→ O que se espera: Segundo o texto de leitura, onde o colaborador cujo espólio foi encontrado conheceu Fernando Pessoa?

→ Texto de leitura:
____
Crónica Feitos & Feitios de João Amendoeira Peixoto in Jornal Cidade de Tomar de 22 Março de 2019
Inéditos sobre Fernando Pessoa: As Crónicas de Francisco Peixoto
Bourbon para o Jornal Cidade de Tomar – Parte 1
Dou início a um novo
tema, que deverá arrastar-se por várias edições, resultante de
uma pesquisa algorítmica de algo tão simples como: Peixoto +
Fernando Pessoa, cujo resultado foi encontrar inesperadamente todo um
espólio literário nos arquivos do Jornal Cidade de Tomar, de
um colaborador que conheceu Fernando Pessoa nas tertúlias de Lisboa.
A coincidência é enorme mas resulta de um facto, o apelido
“Peixoto” a origem desta aproximação, em tom de brincadeira,
prevista ou não por Fernando Pessoa, não sabemos.
____
→ Material fornecido:
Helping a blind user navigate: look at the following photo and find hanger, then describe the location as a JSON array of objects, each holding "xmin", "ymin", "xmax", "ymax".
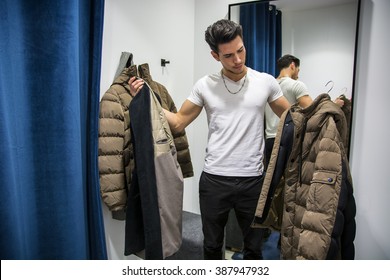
____
→ Tarefa concluída: Nas tertúlias de Lisboa.